"""
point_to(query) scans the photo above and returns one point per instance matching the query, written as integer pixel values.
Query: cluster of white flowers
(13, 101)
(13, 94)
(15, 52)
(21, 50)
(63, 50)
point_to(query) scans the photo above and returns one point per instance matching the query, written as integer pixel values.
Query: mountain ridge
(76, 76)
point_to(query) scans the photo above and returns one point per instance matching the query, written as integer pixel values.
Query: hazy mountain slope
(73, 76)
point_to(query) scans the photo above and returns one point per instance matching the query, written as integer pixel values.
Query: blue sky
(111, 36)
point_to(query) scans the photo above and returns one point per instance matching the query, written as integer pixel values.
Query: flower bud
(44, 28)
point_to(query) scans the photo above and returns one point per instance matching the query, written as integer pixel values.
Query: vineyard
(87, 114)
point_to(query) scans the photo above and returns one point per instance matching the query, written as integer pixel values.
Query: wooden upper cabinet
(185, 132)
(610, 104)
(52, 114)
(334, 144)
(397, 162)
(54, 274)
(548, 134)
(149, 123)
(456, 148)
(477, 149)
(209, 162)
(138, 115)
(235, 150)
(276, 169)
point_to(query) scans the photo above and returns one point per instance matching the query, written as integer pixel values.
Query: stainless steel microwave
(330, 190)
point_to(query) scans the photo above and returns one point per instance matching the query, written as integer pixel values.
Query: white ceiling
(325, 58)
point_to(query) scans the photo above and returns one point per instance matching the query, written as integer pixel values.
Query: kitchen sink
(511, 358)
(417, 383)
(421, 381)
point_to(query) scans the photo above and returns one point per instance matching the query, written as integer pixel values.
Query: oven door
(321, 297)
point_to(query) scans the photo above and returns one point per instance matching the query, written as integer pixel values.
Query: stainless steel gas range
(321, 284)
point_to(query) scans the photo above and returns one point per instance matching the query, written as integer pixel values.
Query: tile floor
"""
TASK TO CARRY OUT
Quote all the records. Keep every word exact.

RESULT OF THIS EXERCISE
point_to(query) scans the photo above and returns one point per instance matching the query, written as integer pixel values.
Query: cluster of white flowers
(13, 101)
(13, 94)
(15, 52)
(21, 50)
(63, 50)
point_to(query) scans the photo above and returns one point per instance matching the query, written as integer pixel values.
Query: mountain ridge
(76, 76)
point_to(query) scans the photo above and returns one point per instance matching the query, written as integer pixel values.
Query: hazy mountain slope
(73, 76)
point_to(query) scans the photo above and returns one point per instance matching the query, written as integer pixel values.
Query: blue sky
(111, 36)
point_to(query) scans the photo above and returns one point per instance matching the query, written as integer pixel values.
Query: flower bud
(44, 28)
point_to(query) scans the photo above and returns one point per instance matching the query, written as integer pixel values.
Query: vineyard
(87, 114)
point_to(query) scans the photo above and returns one point per instance matching the query, written as integer pixel values.
Query: wooden upper cabinet
(185, 132)
(610, 104)
(52, 114)
(334, 144)
(397, 162)
(54, 274)
(548, 134)
(149, 123)
(456, 148)
(477, 149)
(209, 162)
(138, 115)
(235, 150)
(276, 169)
point_to(query) scans the photo above and returns one point per instance matching the query, written as integer pixel values.
Query: stainless steel microwave
(330, 190)
point_to(query) scans the photo above and returns one point per instance matching the query, written as integer pixel values.
Query: white ceiling
(325, 58)
point_to(query) scans the photo above and returns one point per instance matching the query, written as integer pixel values.
Query: kitchen sink
(511, 358)
(417, 383)
(421, 381)
point_to(query) scans the photo above and returns one point per instance matching the query, written as integer pixel values.
Query: oven door
(321, 297)
point_to(query) scans the photo above and returns one point per instance matching the query, written as integer pixel values.
Query: stainless steel gas range
(321, 284)
point_to(query) scans the photo above and returns one point per instance matching the query, written as integer pixel values.
Query: tile floor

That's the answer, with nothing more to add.